§ **Exercise requirements**:
Each line below containing the word "cloth" needs to be shown.

§ **Exercise data**:

Segment Open

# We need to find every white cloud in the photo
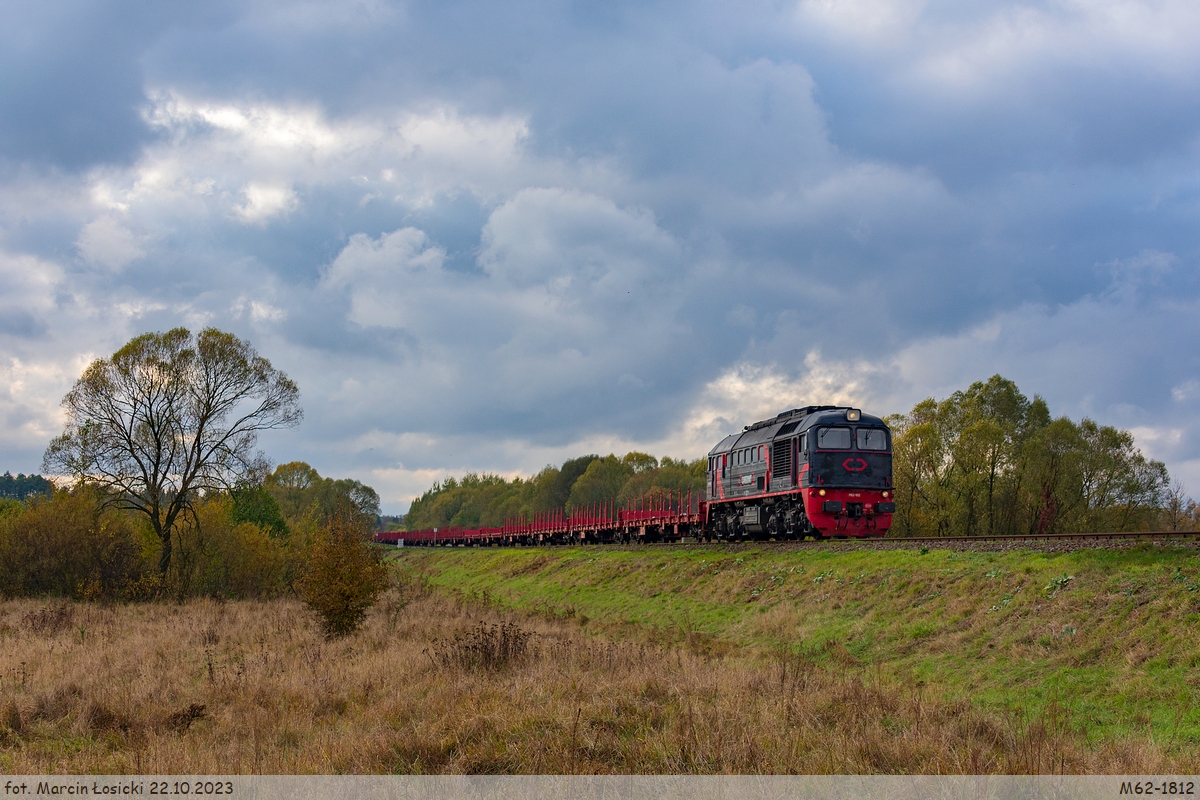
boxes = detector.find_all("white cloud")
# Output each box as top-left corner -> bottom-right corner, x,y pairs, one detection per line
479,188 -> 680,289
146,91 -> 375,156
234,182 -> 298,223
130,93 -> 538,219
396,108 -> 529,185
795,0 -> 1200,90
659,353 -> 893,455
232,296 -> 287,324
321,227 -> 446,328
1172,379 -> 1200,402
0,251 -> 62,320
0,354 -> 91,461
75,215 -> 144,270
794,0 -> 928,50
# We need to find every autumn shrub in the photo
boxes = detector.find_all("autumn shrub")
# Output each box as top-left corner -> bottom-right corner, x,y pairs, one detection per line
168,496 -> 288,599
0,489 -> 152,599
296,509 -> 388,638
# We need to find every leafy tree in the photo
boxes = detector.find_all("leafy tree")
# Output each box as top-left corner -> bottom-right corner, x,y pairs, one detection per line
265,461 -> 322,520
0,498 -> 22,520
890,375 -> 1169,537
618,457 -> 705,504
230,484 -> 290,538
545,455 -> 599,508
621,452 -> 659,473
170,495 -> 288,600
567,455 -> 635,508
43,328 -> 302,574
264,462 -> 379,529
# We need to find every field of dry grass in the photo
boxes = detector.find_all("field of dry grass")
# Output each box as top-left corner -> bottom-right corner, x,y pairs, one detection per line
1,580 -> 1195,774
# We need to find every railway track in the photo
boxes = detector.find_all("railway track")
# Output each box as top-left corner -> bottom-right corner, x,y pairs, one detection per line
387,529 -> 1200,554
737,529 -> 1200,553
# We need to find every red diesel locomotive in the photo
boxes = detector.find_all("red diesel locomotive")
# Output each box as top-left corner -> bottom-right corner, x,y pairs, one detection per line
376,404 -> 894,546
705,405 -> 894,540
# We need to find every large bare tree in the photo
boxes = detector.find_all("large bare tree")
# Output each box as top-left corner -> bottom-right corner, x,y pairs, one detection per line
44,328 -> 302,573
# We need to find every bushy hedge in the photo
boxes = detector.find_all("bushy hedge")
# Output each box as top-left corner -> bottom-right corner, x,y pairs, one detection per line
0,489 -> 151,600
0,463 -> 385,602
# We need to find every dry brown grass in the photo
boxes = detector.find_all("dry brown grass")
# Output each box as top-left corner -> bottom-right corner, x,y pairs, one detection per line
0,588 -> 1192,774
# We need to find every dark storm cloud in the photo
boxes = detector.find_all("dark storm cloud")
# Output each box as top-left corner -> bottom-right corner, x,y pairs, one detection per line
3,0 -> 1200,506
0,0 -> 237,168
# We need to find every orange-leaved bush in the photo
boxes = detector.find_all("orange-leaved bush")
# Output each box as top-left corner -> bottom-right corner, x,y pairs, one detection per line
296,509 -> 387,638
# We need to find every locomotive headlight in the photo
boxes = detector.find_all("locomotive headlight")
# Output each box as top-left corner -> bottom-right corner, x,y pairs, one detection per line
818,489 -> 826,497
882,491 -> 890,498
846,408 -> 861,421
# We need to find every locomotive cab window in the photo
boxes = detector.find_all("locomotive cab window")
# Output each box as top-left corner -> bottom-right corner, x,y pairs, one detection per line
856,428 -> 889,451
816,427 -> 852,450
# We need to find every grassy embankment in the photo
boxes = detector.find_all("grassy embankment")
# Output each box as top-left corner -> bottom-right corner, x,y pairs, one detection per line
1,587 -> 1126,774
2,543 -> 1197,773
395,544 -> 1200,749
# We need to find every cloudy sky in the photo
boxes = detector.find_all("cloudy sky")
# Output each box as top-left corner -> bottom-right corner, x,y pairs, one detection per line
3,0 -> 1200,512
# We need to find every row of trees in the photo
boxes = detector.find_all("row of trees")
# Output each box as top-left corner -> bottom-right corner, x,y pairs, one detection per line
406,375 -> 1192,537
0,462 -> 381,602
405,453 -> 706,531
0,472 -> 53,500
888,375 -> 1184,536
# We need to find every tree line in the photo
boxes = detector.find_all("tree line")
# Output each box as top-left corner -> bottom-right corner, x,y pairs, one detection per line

Segment Closed
Segment Open

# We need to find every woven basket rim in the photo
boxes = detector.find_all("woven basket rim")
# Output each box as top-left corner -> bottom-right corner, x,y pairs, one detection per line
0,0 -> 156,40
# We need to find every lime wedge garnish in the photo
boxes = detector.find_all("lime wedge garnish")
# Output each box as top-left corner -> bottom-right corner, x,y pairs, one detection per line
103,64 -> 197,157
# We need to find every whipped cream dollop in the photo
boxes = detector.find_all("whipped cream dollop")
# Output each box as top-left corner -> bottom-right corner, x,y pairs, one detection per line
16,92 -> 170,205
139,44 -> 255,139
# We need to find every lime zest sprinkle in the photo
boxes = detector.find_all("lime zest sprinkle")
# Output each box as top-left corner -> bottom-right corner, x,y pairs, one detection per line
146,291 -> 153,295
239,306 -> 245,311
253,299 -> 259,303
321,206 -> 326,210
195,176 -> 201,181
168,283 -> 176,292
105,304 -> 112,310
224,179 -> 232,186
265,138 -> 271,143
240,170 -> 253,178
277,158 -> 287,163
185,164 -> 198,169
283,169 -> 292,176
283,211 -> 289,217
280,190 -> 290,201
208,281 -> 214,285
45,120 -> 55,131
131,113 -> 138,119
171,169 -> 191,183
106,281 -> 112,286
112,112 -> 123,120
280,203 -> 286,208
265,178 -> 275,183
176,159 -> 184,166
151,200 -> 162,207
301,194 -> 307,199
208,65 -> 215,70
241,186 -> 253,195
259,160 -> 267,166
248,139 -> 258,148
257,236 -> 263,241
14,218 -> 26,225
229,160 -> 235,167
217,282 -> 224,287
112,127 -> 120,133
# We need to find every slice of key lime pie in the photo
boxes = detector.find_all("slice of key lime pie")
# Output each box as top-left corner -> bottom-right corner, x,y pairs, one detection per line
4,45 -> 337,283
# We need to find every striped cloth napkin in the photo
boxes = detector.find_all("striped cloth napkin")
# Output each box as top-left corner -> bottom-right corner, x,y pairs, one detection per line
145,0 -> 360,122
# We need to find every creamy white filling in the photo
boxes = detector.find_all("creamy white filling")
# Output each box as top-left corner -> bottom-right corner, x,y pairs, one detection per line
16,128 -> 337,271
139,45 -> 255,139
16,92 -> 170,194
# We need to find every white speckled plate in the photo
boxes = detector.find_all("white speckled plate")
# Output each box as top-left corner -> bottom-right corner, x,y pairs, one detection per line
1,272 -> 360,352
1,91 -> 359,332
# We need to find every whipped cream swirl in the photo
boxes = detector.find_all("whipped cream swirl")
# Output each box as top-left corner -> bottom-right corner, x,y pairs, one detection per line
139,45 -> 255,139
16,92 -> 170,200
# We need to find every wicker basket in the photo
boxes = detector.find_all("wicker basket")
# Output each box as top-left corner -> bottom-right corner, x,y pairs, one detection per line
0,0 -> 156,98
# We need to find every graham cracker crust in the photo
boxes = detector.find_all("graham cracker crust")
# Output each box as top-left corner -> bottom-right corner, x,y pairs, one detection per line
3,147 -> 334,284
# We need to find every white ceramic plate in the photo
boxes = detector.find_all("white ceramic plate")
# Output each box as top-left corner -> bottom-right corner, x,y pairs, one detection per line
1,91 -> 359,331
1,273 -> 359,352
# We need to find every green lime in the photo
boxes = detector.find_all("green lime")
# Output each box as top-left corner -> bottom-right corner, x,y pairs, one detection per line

Segment Closed

§ **Solution to the exercise**:
# We need to find every striped cloth napkin in the photo
boxes = detector.find_all("striped cloth napkin")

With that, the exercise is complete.